■ Required action
From the listing, collect all lines containing the word "write".

▬▬▬▬▬▬▬▬▬▬

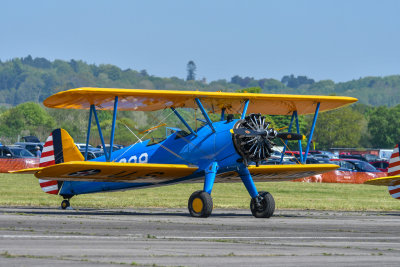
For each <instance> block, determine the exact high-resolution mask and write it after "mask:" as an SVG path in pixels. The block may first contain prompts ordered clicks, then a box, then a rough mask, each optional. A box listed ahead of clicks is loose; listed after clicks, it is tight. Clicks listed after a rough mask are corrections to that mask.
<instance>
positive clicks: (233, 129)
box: [231, 128, 265, 136]
mask: <svg viewBox="0 0 400 267" xmlns="http://www.w3.org/2000/svg"><path fill="white" fill-rule="evenodd" d="M231 133H234V134H239V135H244V136H255V135H264V134H265V131H262V132H259V131H254V130H251V129H244V128H239V129H231Z"/></svg>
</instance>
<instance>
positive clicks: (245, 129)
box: [231, 128, 304, 141]
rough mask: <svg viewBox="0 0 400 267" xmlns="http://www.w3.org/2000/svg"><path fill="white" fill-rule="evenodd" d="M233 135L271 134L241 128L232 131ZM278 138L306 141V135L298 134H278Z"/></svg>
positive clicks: (270, 135) (288, 139)
mask: <svg viewBox="0 0 400 267" xmlns="http://www.w3.org/2000/svg"><path fill="white" fill-rule="evenodd" d="M231 133H233V134H239V135H243V136H247V137H248V136H257V135H261V136H267V135H270V137H272V136H271V134H268V132H266V131H254V130H250V129H244V128H239V129H231ZM275 137H277V138H280V139H283V140H291V141H292V140H303V139H304V135H302V134H298V133H276V136H275Z"/></svg>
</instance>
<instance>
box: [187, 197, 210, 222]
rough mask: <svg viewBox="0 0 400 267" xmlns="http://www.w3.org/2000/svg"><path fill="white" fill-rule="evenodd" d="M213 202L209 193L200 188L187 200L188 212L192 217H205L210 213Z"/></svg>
mask: <svg viewBox="0 0 400 267" xmlns="http://www.w3.org/2000/svg"><path fill="white" fill-rule="evenodd" d="M212 208H213V202H212V198H211V195H210V194H209V193H207V192H204V191H202V190H199V191H196V192H194V193H193V194H192V195H191V196H190V198H189V201H188V209H189V213H190V215H191V216H192V217H203V218H207V217H209V216H210V215H211V212H212Z"/></svg>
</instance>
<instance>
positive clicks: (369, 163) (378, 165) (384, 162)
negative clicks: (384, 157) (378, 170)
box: [369, 160, 389, 172]
mask: <svg viewBox="0 0 400 267" xmlns="http://www.w3.org/2000/svg"><path fill="white" fill-rule="evenodd" d="M369 164H371V165H372V166H374V167H375V168H376V169H378V170H380V171H383V172H387V169H388V167H389V161H387V160H379V161H372V162H370V163H369Z"/></svg>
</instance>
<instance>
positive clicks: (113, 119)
mask: <svg viewBox="0 0 400 267" xmlns="http://www.w3.org/2000/svg"><path fill="white" fill-rule="evenodd" d="M117 110H118V96H116V97H115V100H114V114H113V122H112V126H111V127H112V128H111V136H110V152H109V154H108V161H111V154H112V150H113V145H114V134H115V123H116V121H117Z"/></svg>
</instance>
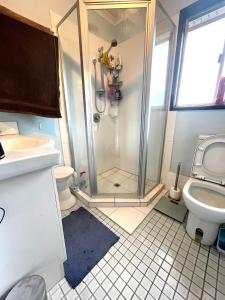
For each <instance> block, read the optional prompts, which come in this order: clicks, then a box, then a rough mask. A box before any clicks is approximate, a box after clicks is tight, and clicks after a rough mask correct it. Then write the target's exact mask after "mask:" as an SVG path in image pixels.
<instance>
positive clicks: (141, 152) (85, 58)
mask: <svg viewBox="0 0 225 300" xmlns="http://www.w3.org/2000/svg"><path fill="white" fill-rule="evenodd" d="M155 7H156V1H155V0H152V1H133V2H131V1H124V0H120V1H113V0H112V1H82V0H78V16H79V20H78V23H79V26H80V28H79V30H80V33H79V34H80V43H81V55H82V62H83V68H81V70H82V72H84V74H83V80H84V82H83V84H84V95H85V97H84V98H85V99H84V102H85V106H86V109H85V118H86V119H87V123H86V125H87V128H86V131H87V140H88V142H87V145H88V147H90V148H91V151H90V148H89V149H88V160H89V170H90V171H92V172H90V171H89V176H90V178H89V182H90V191H91V196H92V197H93V198H114V197H118V198H121V197H123V198H143V197H144V194H145V193H144V191H145V178H146V161H147V149H148V127H149V126H148V124H149V121H150V114H149V99H150V80H151V72H150V70H151V63H152V51H153V45H154V30H155V28H154V23H155V9H156V8H155ZM113 8H121V9H122V8H128V9H129V8H130V9H132V8H145V9H146V25H145V41H144V57H143V83H142V99H141V124H140V125H141V126H140V144H139V167H138V188H137V193H123V194H121V193H118V194H115V193H101V194H100V193H97V172H96V160H95V159H96V156H95V140H94V131H93V125H92V123H93V119H92V118H93V110H92V103H93V101H92V100H93V99H92V97H93V95H92V92H91V91H92V84H91V71H90V59H91V58H90V54H89V47H88V10H96V9H99V10H100V9H113ZM87 95H88V97H87Z"/></svg>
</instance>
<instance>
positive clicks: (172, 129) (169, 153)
mask: <svg viewBox="0 0 225 300" xmlns="http://www.w3.org/2000/svg"><path fill="white" fill-rule="evenodd" d="M176 116H177V112H176V111H169V112H168V117H167V124H166V136H165V144H164V152H163V163H162V173H161V182H162V183H163V184H164V185H165V186H166V188H167V189H169V188H170V187H171V186H173V185H174V182H175V177H176V174H175V173H174V172H171V171H170V164H171V158H172V153H173V142H174V132H175V126H176ZM188 178H189V177H187V176H182V175H180V178H179V183H178V185H179V187H180V188H183V187H184V185H185V183H186V181H187V180H188Z"/></svg>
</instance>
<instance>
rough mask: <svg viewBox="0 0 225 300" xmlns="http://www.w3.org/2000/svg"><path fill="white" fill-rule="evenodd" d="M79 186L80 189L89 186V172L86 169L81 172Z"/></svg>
mask: <svg viewBox="0 0 225 300" xmlns="http://www.w3.org/2000/svg"><path fill="white" fill-rule="evenodd" d="M79 188H80V190H81V189H83V188H87V173H86V172H85V171H82V172H80V182H79Z"/></svg>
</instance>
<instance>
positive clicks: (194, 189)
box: [183, 135, 225, 246]
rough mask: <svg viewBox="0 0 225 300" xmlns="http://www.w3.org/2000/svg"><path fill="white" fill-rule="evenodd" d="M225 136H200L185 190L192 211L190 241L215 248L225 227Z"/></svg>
mask: <svg viewBox="0 0 225 300" xmlns="http://www.w3.org/2000/svg"><path fill="white" fill-rule="evenodd" d="M224 161H225V135H212V136H200V137H199V143H198V145H197V148H196V151H195V156H194V160H193V165H192V178H190V179H189V180H188V181H187V183H186V184H185V186H184V189H183V198H184V202H185V204H186V206H187V208H188V210H189V214H188V220H187V225H186V230H187V233H188V234H189V235H190V236H191V238H193V239H195V240H196V241H197V242H200V243H202V244H204V245H208V246H209V245H212V244H213V243H214V242H215V240H216V238H217V234H218V229H219V226H220V224H222V223H225V164H224Z"/></svg>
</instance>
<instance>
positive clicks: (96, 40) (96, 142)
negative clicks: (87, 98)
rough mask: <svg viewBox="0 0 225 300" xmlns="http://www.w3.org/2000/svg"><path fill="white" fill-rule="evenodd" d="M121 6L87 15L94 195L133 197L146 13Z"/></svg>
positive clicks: (137, 147)
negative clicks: (105, 195) (95, 178)
mask: <svg viewBox="0 0 225 300" xmlns="http://www.w3.org/2000/svg"><path fill="white" fill-rule="evenodd" d="M121 6H122V5H120V8H112V7H109V6H107V5H105V6H101V9H99V8H97V9H96V8H95V9H88V10H87V15H88V47H89V53H90V61H89V64H90V68H89V70H90V72H91V77H92V78H91V96H92V103H91V107H92V115H93V120H92V126H93V135H94V147H95V162H96V175H97V194H98V196H99V195H102V196H104V195H107V196H108V197H110V196H112V197H114V196H119V197H126V196H129V197H131V196H132V195H133V197H137V191H138V170H139V152H140V149H139V147H140V131H141V109H142V86H143V63H144V47H145V29H146V7H135V8H133V7H132V6H131V5H127V6H126V5H123V7H121ZM107 60H108V61H107Z"/></svg>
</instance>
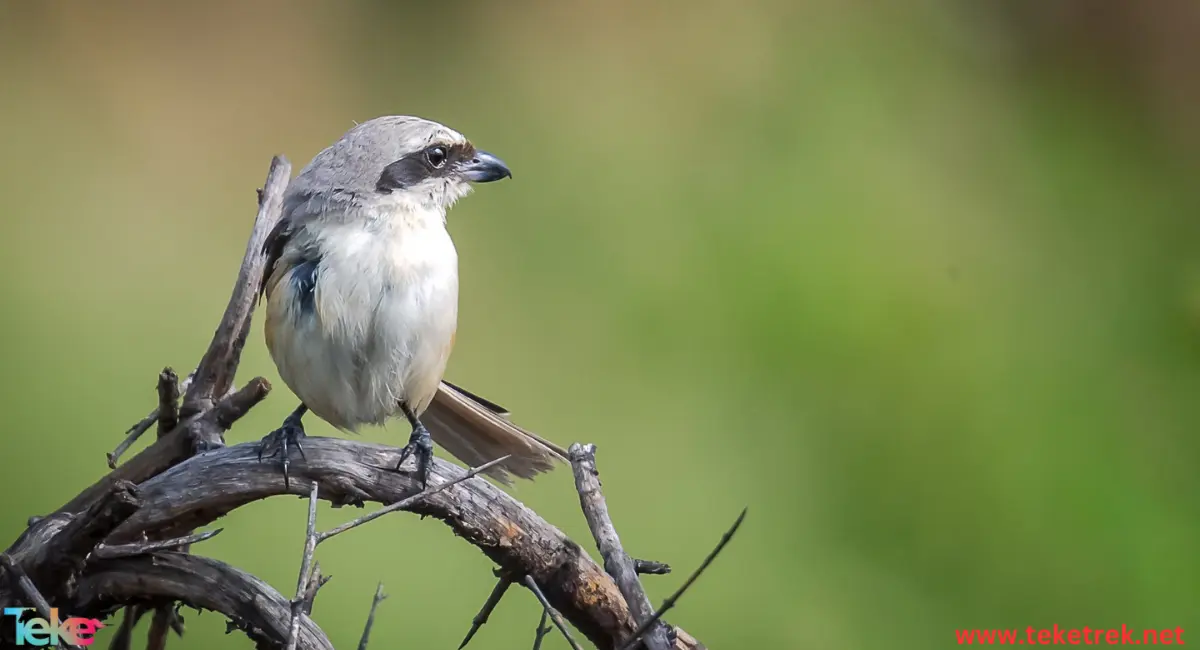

▬▬▬▬▬▬▬▬▬▬

■ Response area
For each <instance> block, determine the exact high-resolution mask and write it after "mask:" as an SVG path in pixels. The block may first contain prompts ordered clicks, then a box, then a rough mask, each optional. A box listed ahead of clicks is loose; listed after clicks, it is tight. Clicks listed after a rough mask are corrections to that mask.
For each <instance> block, read the optional prompts, which come in this order: clicks, then a box, then a rough mask. A box before any clicks is approximate, a box after clicks is tight, and clicks after a rough mask correct it. Then write the target's exact mask after "mask:" as an SVG path in image pixels.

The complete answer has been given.